# [EXERCISE DESCRIPTION]
Write every record out again exactly as given.

# [LISTED ENTRIES]

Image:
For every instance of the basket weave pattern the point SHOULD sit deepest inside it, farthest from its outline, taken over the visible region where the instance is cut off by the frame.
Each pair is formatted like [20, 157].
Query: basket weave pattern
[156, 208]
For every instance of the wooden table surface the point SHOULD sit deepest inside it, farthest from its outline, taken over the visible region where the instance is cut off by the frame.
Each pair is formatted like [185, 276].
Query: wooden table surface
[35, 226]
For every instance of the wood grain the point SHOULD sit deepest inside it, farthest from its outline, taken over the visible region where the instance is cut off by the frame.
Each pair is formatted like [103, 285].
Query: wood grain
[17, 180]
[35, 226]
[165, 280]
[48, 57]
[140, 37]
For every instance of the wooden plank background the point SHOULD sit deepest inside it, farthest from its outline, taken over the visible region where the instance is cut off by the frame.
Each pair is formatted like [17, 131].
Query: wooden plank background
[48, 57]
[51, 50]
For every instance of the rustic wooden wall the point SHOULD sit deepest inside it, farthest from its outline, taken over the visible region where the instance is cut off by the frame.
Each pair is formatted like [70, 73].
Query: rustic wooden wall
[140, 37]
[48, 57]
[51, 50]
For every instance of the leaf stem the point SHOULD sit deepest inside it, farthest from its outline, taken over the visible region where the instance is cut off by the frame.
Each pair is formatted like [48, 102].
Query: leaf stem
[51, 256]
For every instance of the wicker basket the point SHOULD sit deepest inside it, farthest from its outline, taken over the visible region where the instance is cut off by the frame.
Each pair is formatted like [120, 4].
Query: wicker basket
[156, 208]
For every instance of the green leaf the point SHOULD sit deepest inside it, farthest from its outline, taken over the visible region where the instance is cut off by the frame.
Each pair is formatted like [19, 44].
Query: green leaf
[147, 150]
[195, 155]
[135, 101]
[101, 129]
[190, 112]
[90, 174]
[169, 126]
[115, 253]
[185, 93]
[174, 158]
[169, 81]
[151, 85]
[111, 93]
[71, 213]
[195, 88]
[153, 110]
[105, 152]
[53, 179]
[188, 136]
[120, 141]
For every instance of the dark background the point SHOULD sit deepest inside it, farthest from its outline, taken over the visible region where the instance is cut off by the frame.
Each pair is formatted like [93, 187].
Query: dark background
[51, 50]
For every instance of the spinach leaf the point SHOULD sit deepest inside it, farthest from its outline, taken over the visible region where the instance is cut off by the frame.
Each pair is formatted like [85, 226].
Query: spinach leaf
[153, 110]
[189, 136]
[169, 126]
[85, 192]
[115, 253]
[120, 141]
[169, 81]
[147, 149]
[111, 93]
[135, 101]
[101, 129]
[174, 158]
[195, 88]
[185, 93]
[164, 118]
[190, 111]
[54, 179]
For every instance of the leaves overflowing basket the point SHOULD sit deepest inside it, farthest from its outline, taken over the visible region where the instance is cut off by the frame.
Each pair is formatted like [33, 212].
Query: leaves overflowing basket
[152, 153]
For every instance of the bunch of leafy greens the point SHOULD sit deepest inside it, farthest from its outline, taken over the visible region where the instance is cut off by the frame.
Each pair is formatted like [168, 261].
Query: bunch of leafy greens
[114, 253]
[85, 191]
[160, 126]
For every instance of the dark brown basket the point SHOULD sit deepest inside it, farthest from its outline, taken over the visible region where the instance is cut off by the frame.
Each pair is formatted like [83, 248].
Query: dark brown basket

# [THE SOLUTION]
Image:
For every instance of the basket weave pattern the point SHOULD sit deepest inside it, farthest from its outline, taken over the visible region where the instance is cut off by the frame.
Each pair is formatted like [20, 157].
Query: basket weave pattern
[156, 208]
For every instance of the wooden table surface the point SHOULD sit deepest inside it, farthest from its outline, taken over the visible region where the instance is cut off by the frame.
Each pair is formatted like [185, 276].
Query: wooden table surface
[35, 226]
For every instance of the wood grain the point SHOULD sit deepest inside it, farthest from its outline, taken over the visible region where the instance is cut off by the frame.
Each pair is formatted like [103, 285].
Query: wood grain
[17, 180]
[35, 226]
[165, 280]
[48, 57]
[140, 37]
For every instance of the wooden plank background the point SHOULD sit deepest inside it, farthest from its outline, taken over the visible region where the instance is cut off by the frame.
Each pair is formatted like [17, 131].
Query: wooden plank background
[48, 57]
[51, 50]
For every instance of the rustic wooden wall the point SHOULD sit deepest inside it, farthest from its outline, taken over the visible region where the instance is cut off by the frame.
Each pair is formatted like [70, 73].
Query: rustic wooden wall
[140, 37]
[48, 57]
[51, 50]
For every instance of the leaf stem the point SHOULD sit deepest inside it, farthest from its outline, taken over the visible region where the instance is cut off by the frame.
Each pair is formatted like [48, 102].
Query: leaf stem
[51, 256]
For every instance of the wicker basket the point SHOULD sit deepest inside it, farthest from its outline, taken over the visible region where the instance is cut off by the frame.
Each pair is formatted like [120, 4].
Query: wicker basket
[156, 208]
For every instance of the green leaf the point SHOULD sit deepest inside it, farthest from its outline, taken over the visible region where the instance is cut off by the frame.
Each pair is formatted like [19, 44].
Query: green leaf
[147, 150]
[195, 155]
[135, 101]
[101, 129]
[190, 112]
[90, 174]
[169, 126]
[115, 253]
[185, 93]
[174, 158]
[169, 81]
[151, 85]
[111, 93]
[71, 213]
[195, 88]
[153, 110]
[105, 152]
[53, 179]
[188, 136]
[120, 141]
For every instance of the dark background the point SHOULD sit deepest inside it, farthest from its outline, taken over the visible region where the instance is cut off by the frame.
Each pair is formatted like [93, 187].
Query: dark background
[51, 50]
For every instance of the spinach leaf the point SHOULD sit deepest inside it, farthest from its outline, taken over the visible region where the instance is cut off by the frame.
Each pair is formatted like [85, 226].
Query: spinach leaf
[153, 110]
[189, 136]
[169, 126]
[85, 192]
[115, 253]
[120, 141]
[169, 81]
[147, 149]
[111, 93]
[135, 101]
[101, 129]
[174, 158]
[195, 88]
[185, 93]
[164, 118]
[190, 111]
[54, 179]
For every instance of the leaves overflowing basket the point SHOULD sit deepest inside it, farthest from its outline, taken over the visible region where the instance is cut off by the frame.
Each pair is formatted like [33, 212].
Query: leaves overflowing basket
[152, 153]
For every instance of the bunch of leafy greens the point SHOULD sit deepest inside it, farthest from its outline, taken over the visible region where the instance is cut off by the frame.
Each pair is formatted like [168, 261].
Query: bunch of leafy greens
[114, 253]
[85, 191]
[160, 126]
For every instance of the dark brown basket the point SHOULD sit deepest inside it, farthest from its outline, taken over the visible region where the instance is cut off by the frame.
Each pair is formatted like [83, 248].
Query: dark brown basket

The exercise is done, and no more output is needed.